_Textauszug_
──────────────────────────────
Von Sandro Danilo Spadini
«Das ist der Batman-Film, auf den ich gewartet habe», jauchzte und jubelte US-Kritikerpapst Roger Ebert im Juni 2005, nachdem er Christopher Nolans «Batman Begins» und damit ein Stück
Kinogeschichte erlebt hatte. Genau genommen habe er gar nicht realisiert, dass er auf diesen Film gewartet habe, präzisierte Ebert. «Denn ich habe nicht realisiert, dass mehr Betonung auf die
Geschichte und die Figuren und weniger Betonung auf die Hightech-Action genau das war, was nötig war.» Und just das ist es auch, was der Batman-Trilogie von Christopher Nolan weit über die
Comic-Fangemeinde hinaus so viel Bewunderung einbringt: Man muss nämlich keine Affinität zu fliegenden Superhelden und blitzenden Wunderwaffen, keine Vorliebe für Latex und Spandex, keine Lust
auf Bumm und Krawumm haben, um die unfassbaren Vorzüge, die unglaubliche Klasse, die unendliche Grossartigkeit dieser Filme zu schätzen. Schliesslich ist hier alles, rein sauber alles drin, was
das Kino ausmacht – was das Kino grösser als das Leben macht: Spannung und Spektakel, tiefe Gefühle und hohe Schauspielkunst, psychologische Diskurse und philosophische Exkurse, Zauber und
Zeitgeist.
──────────────────────────────
_Erfasste Angaben_
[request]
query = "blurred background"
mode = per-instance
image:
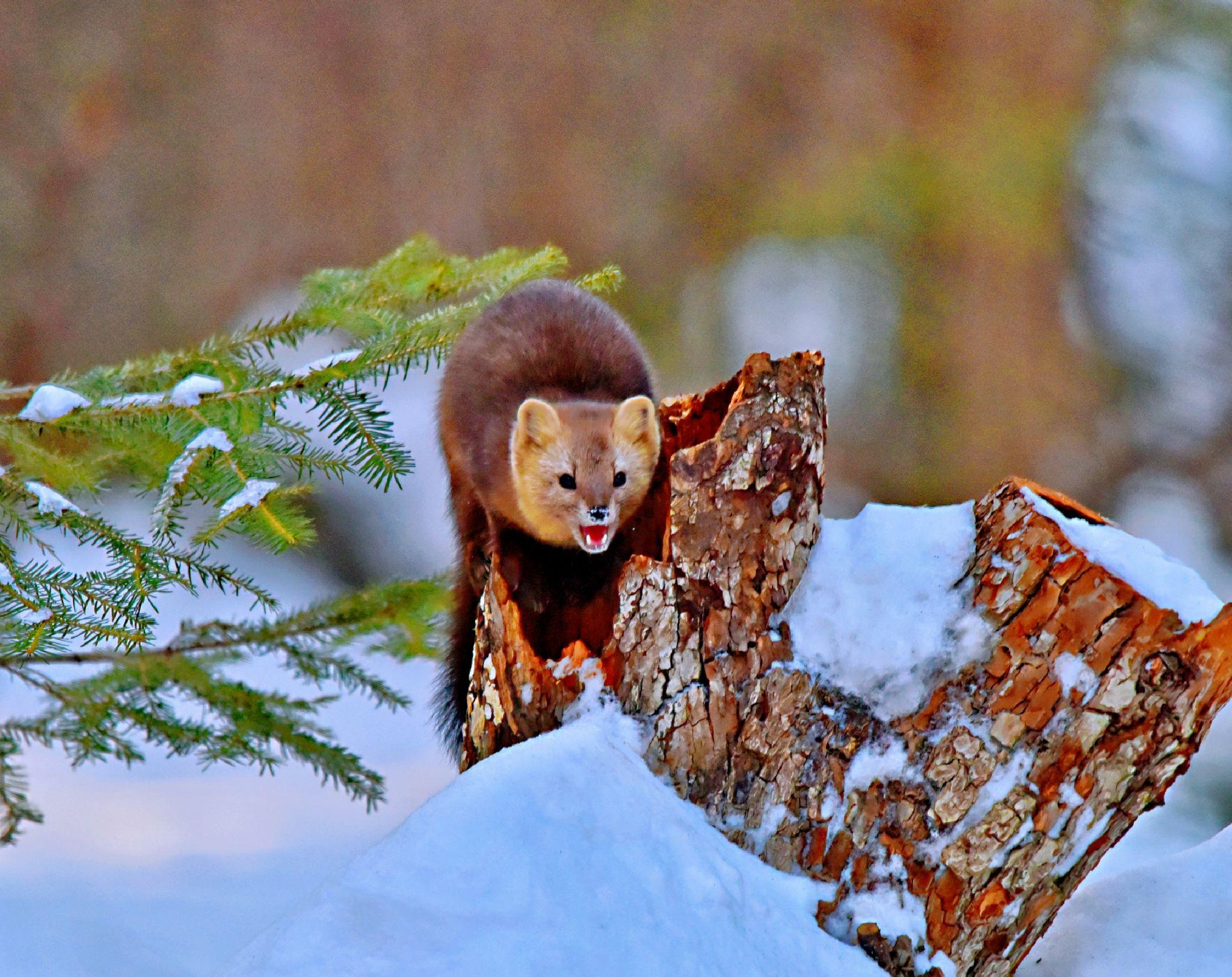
──────────────────────────────
_Aufgaben_
- a) In welchem Monat und Jahr hat Roger Ebert laut dem Textauszug über Christopher Nolans Batman-Filme «Batman Begins» gesehen?
- b) Führen Sie den Textauszug über Christopher Nolans Batman-Trilogie im Anschluss an seinen letzten Satz weiter.

_Lösungen im Einzelnen_
- a) Im Juni 2005.

- b)
Kinoereignis des Jahrzehnts
Vor allem bedeutete der fulminante Neustart mit «Batman Begins» auch einen harten Bruch mit den Traditionen der ersten Fledermaus-Reihe, die Tim Burton 1989 farbenfroh und frohgemut lanciert
hatte – und die Joel Schumacher dann mit zwei schrillen Machwerken an die Wand fuhr. Dass etwas Gescheites herauskommen würde, stand freilich schon zu vermuten, als der Name des
Zeremonienmeisters bei Batmans Kinoauferstehung bekannt wurde: Der Engländer Christopher Nolan hatte sich längst einen Namen gemacht als das neue Wunderkind Hollywoods mit dem so irrwitzigen wie
genialen Thriller «Memento». Und «Batman Begins» sollte erst ein Vorgeschmack sein – die Ouvertüre für eine düstere Oper schwarzen Wahnsinns, die drei Jahre später über die Bühne ging. Der furios
dirigierte, grandios orchestrierte Nachfolger «The Dark Knight» avancierte zum Kinoereignis des Jahrzehnts – und zur besten Comicverfilmung aller Zeiten. Für immer verbunden bleiben wird «The
Dark Knight» aber auch mit einer sinnlosen Tragik, die schon ein halbes Jahr vor Kinostart ihren Schatten vorausgeworfen hatte: dem so frühen Tod von Heath Ledger, der hier völlig von Sinnen und
dem Wahnsinn nah den Joker und also Batmans Nemesis verkörperte. Dass der nur 28-jährig gewordene Australier dafür postum einen Oscar bekam, hatte dann nichts mit einer Geste zu tun. Denn Ledger
setzte im Clownskostüm und mit verschmierter Schminke einen erschütternden schauspielerischen Glanzpunkt, der die Finsternis überdauerte. Und er tat etwas, was im Grunde schlechterdings unmöglich
ist: Er stellte Jack Nicholson in den Schatten, der diese Figur in Tim Burtons «Batman» schon in den Kino-Olymp gespielt hatte.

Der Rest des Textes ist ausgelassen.